## [Given problem]
Could you repeat the records below exactly, leaving out any pictures?

## [Dataset records about object locations]
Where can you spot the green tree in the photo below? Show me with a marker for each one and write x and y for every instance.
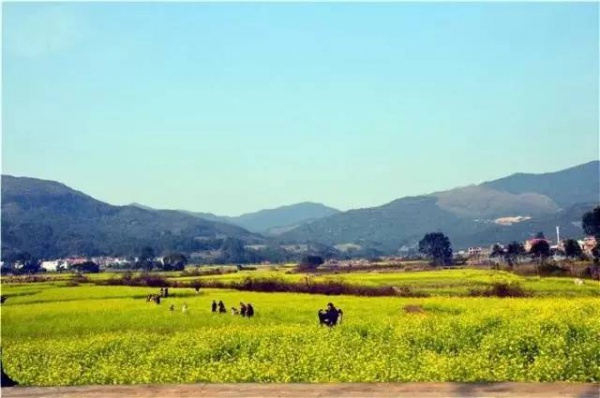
(540, 249)
(497, 251)
(310, 262)
(146, 254)
(88, 266)
(591, 222)
(572, 248)
(174, 262)
(436, 246)
(591, 226)
(513, 251)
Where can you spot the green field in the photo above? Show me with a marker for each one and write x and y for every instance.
(445, 282)
(55, 334)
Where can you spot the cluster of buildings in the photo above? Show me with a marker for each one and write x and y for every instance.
(65, 263)
(587, 244)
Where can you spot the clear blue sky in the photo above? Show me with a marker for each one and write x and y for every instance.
(231, 108)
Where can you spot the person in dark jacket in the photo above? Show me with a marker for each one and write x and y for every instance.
(249, 310)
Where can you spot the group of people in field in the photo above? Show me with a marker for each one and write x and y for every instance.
(329, 316)
(245, 310)
(164, 293)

## [Response to the task]
Where can you spot the green tree in the photo below? Show me with a marker for each one and write x and y for every instance.
(540, 249)
(497, 251)
(310, 262)
(146, 254)
(88, 266)
(591, 222)
(572, 248)
(174, 262)
(436, 246)
(591, 226)
(513, 251)
Where can you spot the green field in the photo above? Show me with a marker for each one and write x and y for every instance.
(445, 282)
(55, 334)
Where can you spot the cluster of buildings in the photo above? Show me with a marker for each one and write x and y for every instance.
(65, 263)
(587, 244)
Where can you spot the clear blue sky in the photo above? Show me with a marker for each one and write x and y for every instance.
(231, 108)
Where can you spot the person in dark jacket in the photo above? Show me with a marker for each one and write x and y for every instance.
(249, 310)
Where can you spot the group of people in field in the photo above? Show me with a marker for each one and write x and y for every instance.
(329, 316)
(245, 310)
(164, 293)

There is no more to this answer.